● **Exercise**: Render the data from the top through the line containing "578], [641, 570]]" as a two-column CSV with the headers input and output. Put the text in input and its answer in output, each as a single quoted field with line breaks replaced by spaces.

● **Data rows**:
____________

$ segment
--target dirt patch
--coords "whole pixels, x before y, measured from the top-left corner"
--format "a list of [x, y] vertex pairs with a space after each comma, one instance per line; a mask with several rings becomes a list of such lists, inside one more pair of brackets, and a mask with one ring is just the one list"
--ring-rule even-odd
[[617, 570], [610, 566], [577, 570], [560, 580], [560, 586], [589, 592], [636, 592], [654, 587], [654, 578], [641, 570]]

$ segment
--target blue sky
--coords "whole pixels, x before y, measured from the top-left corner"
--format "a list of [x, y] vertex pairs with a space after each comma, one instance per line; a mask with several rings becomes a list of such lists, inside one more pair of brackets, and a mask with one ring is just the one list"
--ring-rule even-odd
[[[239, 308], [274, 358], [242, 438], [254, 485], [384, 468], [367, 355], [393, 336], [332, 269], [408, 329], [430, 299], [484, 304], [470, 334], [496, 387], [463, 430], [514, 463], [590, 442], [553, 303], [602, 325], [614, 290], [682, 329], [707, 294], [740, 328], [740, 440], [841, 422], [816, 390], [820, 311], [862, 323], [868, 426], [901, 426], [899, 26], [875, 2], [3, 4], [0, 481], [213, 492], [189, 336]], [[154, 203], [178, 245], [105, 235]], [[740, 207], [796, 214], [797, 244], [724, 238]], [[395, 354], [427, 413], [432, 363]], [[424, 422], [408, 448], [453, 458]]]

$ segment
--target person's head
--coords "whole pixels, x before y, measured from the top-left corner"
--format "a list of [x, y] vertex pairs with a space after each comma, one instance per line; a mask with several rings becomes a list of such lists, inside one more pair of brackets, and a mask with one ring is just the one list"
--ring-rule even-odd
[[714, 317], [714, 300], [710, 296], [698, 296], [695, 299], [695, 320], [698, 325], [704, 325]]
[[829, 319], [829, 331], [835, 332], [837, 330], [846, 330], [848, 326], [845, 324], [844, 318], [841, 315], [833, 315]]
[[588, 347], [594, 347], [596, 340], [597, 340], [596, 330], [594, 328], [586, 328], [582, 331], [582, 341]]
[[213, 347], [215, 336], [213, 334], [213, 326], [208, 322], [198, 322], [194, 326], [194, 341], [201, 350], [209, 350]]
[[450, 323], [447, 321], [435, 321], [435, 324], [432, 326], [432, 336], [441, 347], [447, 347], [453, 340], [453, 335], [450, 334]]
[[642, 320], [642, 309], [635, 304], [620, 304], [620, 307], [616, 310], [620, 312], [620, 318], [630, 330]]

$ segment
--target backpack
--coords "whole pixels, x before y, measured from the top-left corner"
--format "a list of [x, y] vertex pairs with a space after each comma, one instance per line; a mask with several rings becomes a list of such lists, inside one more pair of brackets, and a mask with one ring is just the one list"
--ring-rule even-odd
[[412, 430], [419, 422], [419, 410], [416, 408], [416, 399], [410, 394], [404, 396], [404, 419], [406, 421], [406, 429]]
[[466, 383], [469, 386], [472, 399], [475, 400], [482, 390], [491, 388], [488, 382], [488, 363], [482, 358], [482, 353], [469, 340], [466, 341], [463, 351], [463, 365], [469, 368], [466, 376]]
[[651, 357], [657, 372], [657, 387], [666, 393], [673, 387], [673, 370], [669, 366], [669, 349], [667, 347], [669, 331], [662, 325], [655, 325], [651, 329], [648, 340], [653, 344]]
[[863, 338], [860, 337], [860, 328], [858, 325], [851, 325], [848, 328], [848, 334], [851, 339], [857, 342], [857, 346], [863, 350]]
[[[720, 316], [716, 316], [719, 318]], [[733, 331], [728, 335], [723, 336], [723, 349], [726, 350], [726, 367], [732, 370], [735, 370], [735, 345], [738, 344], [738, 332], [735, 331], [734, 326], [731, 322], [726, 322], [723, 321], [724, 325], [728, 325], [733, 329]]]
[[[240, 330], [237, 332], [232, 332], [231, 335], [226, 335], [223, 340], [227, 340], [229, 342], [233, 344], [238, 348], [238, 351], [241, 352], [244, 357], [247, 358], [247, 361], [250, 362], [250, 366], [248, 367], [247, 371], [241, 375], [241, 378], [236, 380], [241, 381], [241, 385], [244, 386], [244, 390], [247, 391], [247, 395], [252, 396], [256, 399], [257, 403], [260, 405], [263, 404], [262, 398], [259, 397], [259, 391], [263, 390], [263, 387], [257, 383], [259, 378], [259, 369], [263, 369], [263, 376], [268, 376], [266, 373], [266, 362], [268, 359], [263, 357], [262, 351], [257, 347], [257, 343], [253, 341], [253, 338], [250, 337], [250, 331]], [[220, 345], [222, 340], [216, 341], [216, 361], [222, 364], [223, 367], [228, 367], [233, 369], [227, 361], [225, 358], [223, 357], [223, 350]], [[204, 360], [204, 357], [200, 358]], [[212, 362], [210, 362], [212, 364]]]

____________

● **Final answer**:
input,output
"$ segment --target dirt patch --coords ""whole pixels, x before y, measured from the top-left corner"" --format ""a list of [x, y] vertex pairs with a space after each comma, one instance per line; a mask with several rings becomes a list of such lists, inside one more pair of brackets, and a mask with one ring is just the one list"" --ring-rule even-odd","[[617, 570], [610, 566], [577, 570], [560, 580], [560, 586], [589, 592], [636, 592], [654, 587], [654, 578], [641, 570]]"